EXERCISE DIRECTIONS: Every line of the material below should be retyped exactly.

PROVIDED DATA:
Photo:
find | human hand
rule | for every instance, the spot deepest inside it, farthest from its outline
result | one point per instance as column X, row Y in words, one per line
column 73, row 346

RESPONSE:
Photo:
find | human hand
rule | for every instance, the spot deepest inside it, farthest from its outline
result | one point per instance as column X, row Y in words, one per line
column 73, row 346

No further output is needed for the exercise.